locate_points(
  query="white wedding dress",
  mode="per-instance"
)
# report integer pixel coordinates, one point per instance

### REQUISITI DEL COMPITO
Modifica i record sostituendo "white" con "ivory" e lascia tutto il resto invariato.

### ESERCIZIO SVOLTO
locate_points(
  query="ivory wedding dress",
  mode="per-instance"
)
# report integer pixel coordinates, one point per instance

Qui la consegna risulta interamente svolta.